> **What you need to do**:
1. In the heart health passage, retype the words from "Although these lifestyle" to "a healthy body.".
2. According to the heart health passage, why should a person lose weight? Answer in one to three sentences.
3. Continue the heart health passage from its last sentence, about inflammation.

Although these lifestyle goals will go a long way in helping you live a healthy life, researchers have found that less than 6% of Americans are following all the recommendations, a number lower than 20 years ago.
Life’s Simple 7 include:
1. Manage blood pressure, a major risk factor for heart disease and stroke.
2. Control cholesterol, which contributes to clogged arteries.
3. Get active to increase your length and quality of life.
4. Stop smoking, which increases your risk of heart disease.
5. Lose weight to better control blood pressure and diabetes, and put less stress on blood vessels, lungs and heart.
6. Improve your diet to support a healthy body.
7. Reduce blood sugar, which can support your heart health.
Many of these actions will also help on the most recent battlefront in the fight against chronic diseases (including those of the heart)–inflammation.

Dataset records:
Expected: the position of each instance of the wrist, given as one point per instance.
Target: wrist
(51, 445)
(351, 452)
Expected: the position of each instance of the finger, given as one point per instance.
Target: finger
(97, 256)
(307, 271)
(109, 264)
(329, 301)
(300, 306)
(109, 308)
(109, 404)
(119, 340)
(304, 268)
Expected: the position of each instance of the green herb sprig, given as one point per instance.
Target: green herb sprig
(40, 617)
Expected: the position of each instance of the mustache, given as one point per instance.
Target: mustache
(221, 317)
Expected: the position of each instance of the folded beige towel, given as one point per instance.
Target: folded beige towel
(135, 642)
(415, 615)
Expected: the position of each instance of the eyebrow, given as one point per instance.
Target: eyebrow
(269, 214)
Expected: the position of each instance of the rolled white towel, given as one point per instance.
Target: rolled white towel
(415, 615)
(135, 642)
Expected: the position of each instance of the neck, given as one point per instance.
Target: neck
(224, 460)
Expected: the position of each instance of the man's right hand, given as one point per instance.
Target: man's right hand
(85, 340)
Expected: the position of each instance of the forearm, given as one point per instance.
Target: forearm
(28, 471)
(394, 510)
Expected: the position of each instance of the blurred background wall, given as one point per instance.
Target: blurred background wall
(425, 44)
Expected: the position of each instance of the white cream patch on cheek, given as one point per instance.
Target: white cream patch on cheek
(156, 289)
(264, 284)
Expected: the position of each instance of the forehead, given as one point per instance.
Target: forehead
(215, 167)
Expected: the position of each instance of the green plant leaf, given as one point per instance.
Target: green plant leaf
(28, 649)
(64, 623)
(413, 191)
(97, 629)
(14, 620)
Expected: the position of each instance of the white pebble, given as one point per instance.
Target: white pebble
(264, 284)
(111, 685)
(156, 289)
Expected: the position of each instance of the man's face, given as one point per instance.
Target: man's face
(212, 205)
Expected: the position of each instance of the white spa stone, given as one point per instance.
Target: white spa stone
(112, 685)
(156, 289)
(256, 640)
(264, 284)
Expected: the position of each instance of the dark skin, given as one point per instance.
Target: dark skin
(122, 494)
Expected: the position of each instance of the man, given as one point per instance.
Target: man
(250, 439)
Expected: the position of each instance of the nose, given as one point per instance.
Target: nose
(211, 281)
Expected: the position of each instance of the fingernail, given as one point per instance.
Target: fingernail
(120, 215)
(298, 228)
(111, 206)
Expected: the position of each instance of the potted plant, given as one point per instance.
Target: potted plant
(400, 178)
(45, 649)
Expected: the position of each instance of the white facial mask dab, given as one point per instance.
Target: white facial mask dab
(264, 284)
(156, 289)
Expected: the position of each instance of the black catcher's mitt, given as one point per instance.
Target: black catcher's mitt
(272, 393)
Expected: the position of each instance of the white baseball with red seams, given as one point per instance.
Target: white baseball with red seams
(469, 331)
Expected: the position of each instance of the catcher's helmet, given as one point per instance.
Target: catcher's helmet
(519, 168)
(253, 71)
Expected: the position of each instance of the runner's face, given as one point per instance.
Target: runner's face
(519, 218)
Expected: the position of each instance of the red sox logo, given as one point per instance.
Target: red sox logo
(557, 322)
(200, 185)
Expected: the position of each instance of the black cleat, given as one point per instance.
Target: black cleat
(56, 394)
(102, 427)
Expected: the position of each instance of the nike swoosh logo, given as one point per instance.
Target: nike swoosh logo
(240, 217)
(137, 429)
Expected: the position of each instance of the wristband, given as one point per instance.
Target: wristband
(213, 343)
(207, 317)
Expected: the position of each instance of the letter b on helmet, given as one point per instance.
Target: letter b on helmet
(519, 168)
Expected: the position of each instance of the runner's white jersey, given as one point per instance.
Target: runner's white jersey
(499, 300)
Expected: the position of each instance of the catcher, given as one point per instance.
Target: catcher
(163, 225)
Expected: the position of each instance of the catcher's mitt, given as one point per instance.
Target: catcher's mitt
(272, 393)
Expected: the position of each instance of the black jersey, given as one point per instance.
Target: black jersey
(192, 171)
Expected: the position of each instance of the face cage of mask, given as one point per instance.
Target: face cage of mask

> **Solved tasks**:
1.
Although these lifestyle goals will go a long way in helping you live a healthy life, researchers have found that less than 6% of Americans are following all the recommendations, a number lower than 20 years ago.
Life’s Simple 7 include:
1. Manage blood pressure, a major risk factor for heart disease and stroke.
2. Control cholesterol, which contributes to clogged arteries.
3. Get active to increase your length and quality of life.
4. Stop smoking, which increases your risk of heart disease.
5. Lose weight to better control blood pressure and diabetes, and put less stress on blood vessels, lungs and heart.
6. Improve your diet to support a healthy body.

2. Losing weight helps a person better control blood pressure and diabetes. It also puts less stress on the blood vessels, lungs and heart.

3.
Inflammation is a normal immune response to injury. When the body senses an intruder, it sends out cells to attack, causing an inflammation that subsides when the danger is over.
But sometimes the inflammation becomes chronic, and that’s when the damage begins. Inflammation is now implicated in cancer, heart disease, diabetes and dementia. In the case of heart disease, chronic inflammation seems to start the artery-hardening process, leading to blockages, ruptured plaque formation and heart attacks.
The best advice currently to keep chronic inflammation at bay is to exercise, minimize added sugar intake, maximize intake of fruits, vegetables, healthy fats and whole grains, avoid cigarette smoking and control your weight.